TASKS TO CARRY OUT
1. Name every condition that the article on HPV vaccination in Minnesota says the vaccine prevents or helps reduce.
2. Answer these questions from the article on HPV vaccination in Minnesota:
(a) What percentage of girls in Minnesota completed the three-part vaccination in 2013?
(b) For whom was the vaccination originally approved?
(c) How long a setback in vaccination rates did one expert estimate a high-profile comment could cause?
3. Continue the article on HPV vaccination in Minnesota from its last sentence.

GIVEN TEXT

.....

When it comes to vaccination rates in Minnesota, one vaccine lags behind the rest. The human papillomavirus (HPV) vaccine protects against an extremely common sexually transmitted infection. It prevents 70 percent of cervical cancers, 90 percent of genital warts, and is effective at reducing throat, penile and anal cancers as well. Despite this impressive record, and the fact that the CDC recommends the vaccine to both boys and girls at the age of 11 or 12, it’s not very popular. Only 37 percent of girls in Minnesota completed the three-part vaccination in 2013, and an even lower 8.3 percent of boys.
When the human papillomavirus (HPV) vaccine was approved by the FDA, it seemed to be an issue that had a lot of positive momentum. A shot against cancer — what could be objectionable about that? Apparently, a number of things — from systemic and political issues to parental concerns.
Systemic issues have certainly contributed to the low rates of HPV vaccines. The vaccination was originally approved for only girls, and the HPV vaccine was framed to appeal to women. Even after the recommendation was expanded to boys, advertising was often still aimed at girls. Another problem is provider-centered. Although doctors approve of the vaccine, they often don’t bring it up, especially to their male patients. Based on these facts, it’s not surprising that boys’ vaccination rates are so low.
A great deal of the problem is political. Conservative groups have openly been wary of the vaccination. Minnesotans may remember then-Rep. Michele Bachmann’s unfounded and infamous claims that HPV vaccination causes mental retardation. One expert estimated that a high-profile comment like hers could cause a three-year setback in vaccination rates.

.....

DATA TO EXAMINE
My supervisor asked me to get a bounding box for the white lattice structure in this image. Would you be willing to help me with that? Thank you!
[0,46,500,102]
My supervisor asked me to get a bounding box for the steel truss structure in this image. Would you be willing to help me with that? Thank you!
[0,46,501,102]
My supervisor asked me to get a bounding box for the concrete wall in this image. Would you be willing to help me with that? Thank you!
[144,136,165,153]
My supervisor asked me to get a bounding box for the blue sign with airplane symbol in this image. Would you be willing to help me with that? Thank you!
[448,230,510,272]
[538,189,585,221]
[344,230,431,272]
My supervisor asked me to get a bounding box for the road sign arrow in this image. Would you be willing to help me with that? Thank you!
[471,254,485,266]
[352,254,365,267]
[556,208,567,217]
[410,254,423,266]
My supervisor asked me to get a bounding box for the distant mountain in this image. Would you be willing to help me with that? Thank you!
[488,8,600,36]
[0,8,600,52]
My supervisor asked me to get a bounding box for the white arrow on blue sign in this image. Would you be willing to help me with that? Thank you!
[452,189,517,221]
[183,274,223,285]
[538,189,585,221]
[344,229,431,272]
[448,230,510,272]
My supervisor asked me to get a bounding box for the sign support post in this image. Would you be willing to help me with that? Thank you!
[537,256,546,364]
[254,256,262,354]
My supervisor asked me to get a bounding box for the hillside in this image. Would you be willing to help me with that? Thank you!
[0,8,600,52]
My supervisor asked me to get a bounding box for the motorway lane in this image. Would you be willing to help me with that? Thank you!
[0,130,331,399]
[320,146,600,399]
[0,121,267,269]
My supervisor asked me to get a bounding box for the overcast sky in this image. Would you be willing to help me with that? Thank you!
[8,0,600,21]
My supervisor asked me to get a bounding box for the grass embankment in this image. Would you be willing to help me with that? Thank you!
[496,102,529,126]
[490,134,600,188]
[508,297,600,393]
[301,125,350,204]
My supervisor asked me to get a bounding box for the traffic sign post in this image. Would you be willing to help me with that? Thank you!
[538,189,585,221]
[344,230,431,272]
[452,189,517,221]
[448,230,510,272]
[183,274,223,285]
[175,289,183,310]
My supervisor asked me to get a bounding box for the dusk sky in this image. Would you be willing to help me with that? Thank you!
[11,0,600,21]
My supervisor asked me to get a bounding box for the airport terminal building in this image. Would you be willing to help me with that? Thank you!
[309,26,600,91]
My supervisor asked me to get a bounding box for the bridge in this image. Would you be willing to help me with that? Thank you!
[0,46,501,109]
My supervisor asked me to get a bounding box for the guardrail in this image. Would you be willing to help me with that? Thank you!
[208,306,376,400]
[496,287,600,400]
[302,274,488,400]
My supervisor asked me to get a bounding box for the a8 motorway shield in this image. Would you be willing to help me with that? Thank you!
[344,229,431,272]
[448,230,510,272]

.....

LIST OF ANSWERS
1. Cervical cancer, genital warts, throat cancer, penile cancer and anal cancer.

2.
(a) 37 percent.
(b) Only girls.
(c) Three years.

3.
Parental concerns hampering vaccinations
Of course, middle-schoolers usually don’t make their own medical decisions, or drive themselves to the clinic. Research surrounding the vaccine found that parents have many concerns, including paying for the vaccine and inadvertently promoting sexual behavior in adolescents. Some don’t bring their children back to finish the series. Many underestimate their children’s risk of contracting the infection. Their ideas are often incorrect. For example, the Vaccines for Children program will cover low-income or uninsured children, and most health insurance will cover the vaccine. Studies have also shown that vaccination is not linked with increases in sexual behavior.
Recent Department of Health initiatives to increase vaccination rates in Minnesota include a reminder project to help with vaccine completion, a promotion campaign for teens and parents, and the creation of educational materials for providers. However, similar ongoing campaigns in the nation have seen only small gains in vaccination rates. Despite the concern that these campaigns may or may not work, they have pushed HPV and vaccination into the spotlight. Both parents and providers have been primed on the issue, even if all their concerns have not been addressed, creating an ideal stage for policy change.
Some seek mandatory vaccines
The quickest way to increase vaccination rates is to mandate the vaccine for school attendance. Making vaccination mandatory for middle school entrance has been a successful policy for other countries like the UK, where vaccination rates for girls are over 80 percent. Currently only Virginia and D.C. have implemented this program, although 24 states have tried. Even in the two places it passed, it has been met with controversy. In Virginia, policymakers have tried many times to repeal the law.
Rather than push a policy that is controversial and difficult for policymakers to endorse, a better solution may be to increase the amount of good information available for parents so they can make a better-educated choice on the behalf of their children. Parents often suffer from incomplete or incorrect information about the vaccine.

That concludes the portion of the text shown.